WHAT YOU NEED TO DO:
In the records below, how many lines contain the string "Refer" with the same capitalization? Reply with the number alone.

DATA IN THIS EXERCISE:
::::::::::

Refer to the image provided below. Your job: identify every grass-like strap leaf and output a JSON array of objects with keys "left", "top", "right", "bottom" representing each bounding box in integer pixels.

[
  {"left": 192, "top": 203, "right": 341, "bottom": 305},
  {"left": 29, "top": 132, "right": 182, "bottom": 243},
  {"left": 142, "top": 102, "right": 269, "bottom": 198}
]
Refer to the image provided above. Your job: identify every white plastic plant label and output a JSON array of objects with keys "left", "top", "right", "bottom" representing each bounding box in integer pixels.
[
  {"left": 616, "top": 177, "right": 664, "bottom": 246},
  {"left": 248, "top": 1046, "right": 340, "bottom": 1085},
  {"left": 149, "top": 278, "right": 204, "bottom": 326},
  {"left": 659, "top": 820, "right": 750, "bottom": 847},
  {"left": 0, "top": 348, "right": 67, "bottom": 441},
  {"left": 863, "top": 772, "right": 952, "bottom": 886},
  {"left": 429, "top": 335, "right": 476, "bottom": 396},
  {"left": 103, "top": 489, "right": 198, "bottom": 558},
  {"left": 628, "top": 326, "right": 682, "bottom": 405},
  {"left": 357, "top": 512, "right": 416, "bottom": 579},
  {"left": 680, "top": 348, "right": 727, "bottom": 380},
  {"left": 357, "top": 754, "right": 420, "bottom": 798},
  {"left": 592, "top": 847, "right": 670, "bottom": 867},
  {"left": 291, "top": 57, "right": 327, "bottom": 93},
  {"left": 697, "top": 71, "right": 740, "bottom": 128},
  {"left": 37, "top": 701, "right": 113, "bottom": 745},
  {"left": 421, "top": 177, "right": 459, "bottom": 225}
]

::::::::::

THE REPLY:
2